**Data supplied:**
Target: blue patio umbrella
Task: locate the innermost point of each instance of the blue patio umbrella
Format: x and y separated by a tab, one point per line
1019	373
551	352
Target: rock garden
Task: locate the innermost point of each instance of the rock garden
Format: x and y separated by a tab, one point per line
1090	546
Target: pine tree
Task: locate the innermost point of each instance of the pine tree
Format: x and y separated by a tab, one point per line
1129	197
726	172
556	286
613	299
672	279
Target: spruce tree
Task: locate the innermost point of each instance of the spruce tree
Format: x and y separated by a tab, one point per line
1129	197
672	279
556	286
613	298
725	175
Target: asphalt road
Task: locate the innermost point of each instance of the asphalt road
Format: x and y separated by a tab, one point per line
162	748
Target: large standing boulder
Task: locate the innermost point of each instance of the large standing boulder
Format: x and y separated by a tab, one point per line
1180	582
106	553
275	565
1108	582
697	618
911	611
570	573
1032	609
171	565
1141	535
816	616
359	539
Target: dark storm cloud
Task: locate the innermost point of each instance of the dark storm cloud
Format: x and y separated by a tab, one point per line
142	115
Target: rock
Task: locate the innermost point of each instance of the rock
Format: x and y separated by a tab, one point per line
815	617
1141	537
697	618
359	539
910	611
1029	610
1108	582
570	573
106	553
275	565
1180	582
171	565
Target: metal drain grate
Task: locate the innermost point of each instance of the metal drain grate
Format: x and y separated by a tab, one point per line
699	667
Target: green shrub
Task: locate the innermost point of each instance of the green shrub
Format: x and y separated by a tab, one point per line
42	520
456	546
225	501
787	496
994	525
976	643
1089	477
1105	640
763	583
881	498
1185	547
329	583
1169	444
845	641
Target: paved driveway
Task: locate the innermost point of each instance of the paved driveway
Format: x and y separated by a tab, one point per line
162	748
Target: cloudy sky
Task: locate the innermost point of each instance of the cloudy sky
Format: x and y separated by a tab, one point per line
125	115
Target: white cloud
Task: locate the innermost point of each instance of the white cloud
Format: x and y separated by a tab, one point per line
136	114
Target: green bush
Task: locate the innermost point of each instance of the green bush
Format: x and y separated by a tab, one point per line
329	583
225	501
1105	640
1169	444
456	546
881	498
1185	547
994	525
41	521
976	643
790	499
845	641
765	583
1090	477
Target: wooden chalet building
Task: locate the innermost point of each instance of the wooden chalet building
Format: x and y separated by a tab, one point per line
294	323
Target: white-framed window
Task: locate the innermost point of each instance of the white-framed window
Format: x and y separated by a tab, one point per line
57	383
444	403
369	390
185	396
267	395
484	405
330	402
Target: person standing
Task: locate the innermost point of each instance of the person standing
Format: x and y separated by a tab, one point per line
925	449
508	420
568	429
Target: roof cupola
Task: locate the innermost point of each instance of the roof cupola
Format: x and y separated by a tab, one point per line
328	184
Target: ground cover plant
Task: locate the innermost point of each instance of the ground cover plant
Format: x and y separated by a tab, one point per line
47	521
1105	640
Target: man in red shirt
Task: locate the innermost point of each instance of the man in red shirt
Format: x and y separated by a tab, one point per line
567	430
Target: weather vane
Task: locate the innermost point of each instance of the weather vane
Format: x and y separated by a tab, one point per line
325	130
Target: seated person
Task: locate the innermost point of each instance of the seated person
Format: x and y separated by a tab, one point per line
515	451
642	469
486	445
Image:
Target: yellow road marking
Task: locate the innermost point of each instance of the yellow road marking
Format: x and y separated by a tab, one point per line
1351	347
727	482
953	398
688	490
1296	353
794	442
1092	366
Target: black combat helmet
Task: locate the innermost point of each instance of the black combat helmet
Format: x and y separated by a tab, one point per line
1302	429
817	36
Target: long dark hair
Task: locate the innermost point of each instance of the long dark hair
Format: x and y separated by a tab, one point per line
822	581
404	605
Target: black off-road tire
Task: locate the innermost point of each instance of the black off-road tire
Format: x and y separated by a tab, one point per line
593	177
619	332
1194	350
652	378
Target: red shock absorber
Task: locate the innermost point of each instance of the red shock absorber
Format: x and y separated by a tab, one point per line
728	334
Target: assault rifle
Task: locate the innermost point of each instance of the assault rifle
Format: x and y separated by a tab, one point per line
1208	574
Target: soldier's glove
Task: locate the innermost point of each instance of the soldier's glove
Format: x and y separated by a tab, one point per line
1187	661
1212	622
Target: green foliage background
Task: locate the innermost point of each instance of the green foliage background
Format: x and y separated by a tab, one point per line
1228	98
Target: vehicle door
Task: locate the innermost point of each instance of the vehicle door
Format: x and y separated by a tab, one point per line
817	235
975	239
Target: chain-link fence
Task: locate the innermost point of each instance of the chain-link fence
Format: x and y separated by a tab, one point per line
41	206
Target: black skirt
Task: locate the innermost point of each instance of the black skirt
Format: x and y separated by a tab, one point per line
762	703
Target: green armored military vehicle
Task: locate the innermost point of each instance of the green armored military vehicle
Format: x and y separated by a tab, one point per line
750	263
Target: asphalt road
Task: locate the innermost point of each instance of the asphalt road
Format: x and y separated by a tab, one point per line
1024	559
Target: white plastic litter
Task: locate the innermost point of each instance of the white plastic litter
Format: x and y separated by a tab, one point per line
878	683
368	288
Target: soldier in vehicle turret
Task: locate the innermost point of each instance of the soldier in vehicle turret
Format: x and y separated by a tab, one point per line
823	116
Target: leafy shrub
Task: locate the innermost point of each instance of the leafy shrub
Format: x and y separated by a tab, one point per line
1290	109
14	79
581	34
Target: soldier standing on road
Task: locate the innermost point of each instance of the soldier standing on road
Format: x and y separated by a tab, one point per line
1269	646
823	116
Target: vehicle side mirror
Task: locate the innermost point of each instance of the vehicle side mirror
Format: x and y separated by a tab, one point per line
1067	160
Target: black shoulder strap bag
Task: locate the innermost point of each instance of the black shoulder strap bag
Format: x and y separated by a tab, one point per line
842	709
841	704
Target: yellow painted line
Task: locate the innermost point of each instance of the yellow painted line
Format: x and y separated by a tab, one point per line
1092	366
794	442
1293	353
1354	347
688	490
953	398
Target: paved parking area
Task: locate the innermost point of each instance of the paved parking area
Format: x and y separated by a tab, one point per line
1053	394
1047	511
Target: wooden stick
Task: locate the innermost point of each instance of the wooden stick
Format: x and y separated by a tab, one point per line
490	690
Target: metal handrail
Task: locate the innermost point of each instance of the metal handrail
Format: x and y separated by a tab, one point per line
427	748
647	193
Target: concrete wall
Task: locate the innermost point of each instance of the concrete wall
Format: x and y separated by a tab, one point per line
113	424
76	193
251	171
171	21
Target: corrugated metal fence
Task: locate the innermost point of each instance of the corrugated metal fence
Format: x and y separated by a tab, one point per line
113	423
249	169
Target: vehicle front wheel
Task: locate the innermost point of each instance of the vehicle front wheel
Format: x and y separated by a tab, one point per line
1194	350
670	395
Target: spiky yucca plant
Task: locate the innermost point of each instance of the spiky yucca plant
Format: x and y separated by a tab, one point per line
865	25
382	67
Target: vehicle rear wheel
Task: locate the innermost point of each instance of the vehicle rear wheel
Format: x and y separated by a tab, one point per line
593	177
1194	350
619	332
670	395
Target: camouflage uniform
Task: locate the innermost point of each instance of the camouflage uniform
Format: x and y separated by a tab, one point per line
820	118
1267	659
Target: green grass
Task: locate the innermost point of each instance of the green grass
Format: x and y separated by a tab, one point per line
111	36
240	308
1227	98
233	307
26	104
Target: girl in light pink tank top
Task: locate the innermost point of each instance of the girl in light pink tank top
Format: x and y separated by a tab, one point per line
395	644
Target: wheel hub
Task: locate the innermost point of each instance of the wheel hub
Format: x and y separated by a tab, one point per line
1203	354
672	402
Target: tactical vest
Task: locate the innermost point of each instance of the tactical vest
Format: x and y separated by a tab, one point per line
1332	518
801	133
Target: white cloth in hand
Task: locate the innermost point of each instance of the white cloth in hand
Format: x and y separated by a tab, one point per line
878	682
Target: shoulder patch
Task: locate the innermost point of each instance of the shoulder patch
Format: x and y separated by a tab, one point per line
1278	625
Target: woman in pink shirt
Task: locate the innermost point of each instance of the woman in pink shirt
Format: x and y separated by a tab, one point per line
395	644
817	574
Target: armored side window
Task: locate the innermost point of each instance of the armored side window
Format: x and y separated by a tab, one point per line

**Your task:** A line belongs in the answer if it contains the word "wall"; copy every such line from the data above.

**Output for this exercise:**
Target: concrete wall
Task: locate the innermost point of each instance of the concrete wall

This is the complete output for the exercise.